Using the forum thread on the self-boosting series motor below, state whether each statement agrees with it, answering yes or no and quoting the words that decide it. 1. Sonikaccord names Lenz's law as the largest hurdle in the idea. 2. dcb had thought that flux direction depends on voltage rather than current. 3. bigmotherwhale says the inductive collapse can directly power another inductor.

EXCERPT TO READ:
================
# halfbakery, self boosting series motor?



## Sonikaccord (Dec 17, 2012)

I thought about this, except with brushless DC motors. I believe Lenz's law is the largest hurdle in the idea. Trying to recapture the collapsing magnetic field that usually boosts voltage in a boost converter also reverses the flux direction as it attempts to maintain the same flux density in the coil. There are more details, but this is close. I did make some notes about it, I'll see if I can find them.


----------



## dcb (Dec 5, 2009)

I see, so you briefly considered a 6 lead bldc for this. I had always thought the flux direction was a function of current direction though, not voltage (not implying any viability to my original suggestion here). 

I did leave out a bypass diode on the field, that is gonna hurt in buck mode as-is...


----------



## bigmotherwhale (Apr 15, 2011)

i have been working on a similar idea for quite a while 

you cannot use the inductive collapse to directly power another inductor 
you need a capacitor of the correct value, 

an inductor should always be used with an capacitor this way they behave more like a wave guide and efficiency is increased. 
you want a quasi resonant system, that is switched at the correct time to produce torque.
================
PROVIDED MATERIAL:
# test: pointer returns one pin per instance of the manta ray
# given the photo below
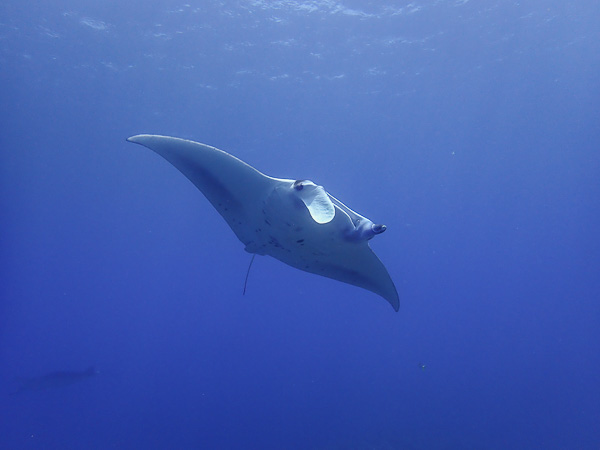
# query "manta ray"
================
CORRECT RESULT:
1. Yes: "I believe Lenz's law is the largest hurdle in the idea."
2. No: "I had always thought the flux direction was a function of current direction though, not voltage"
3. No: "you cannot use the inductive collapse to directly power another inductor"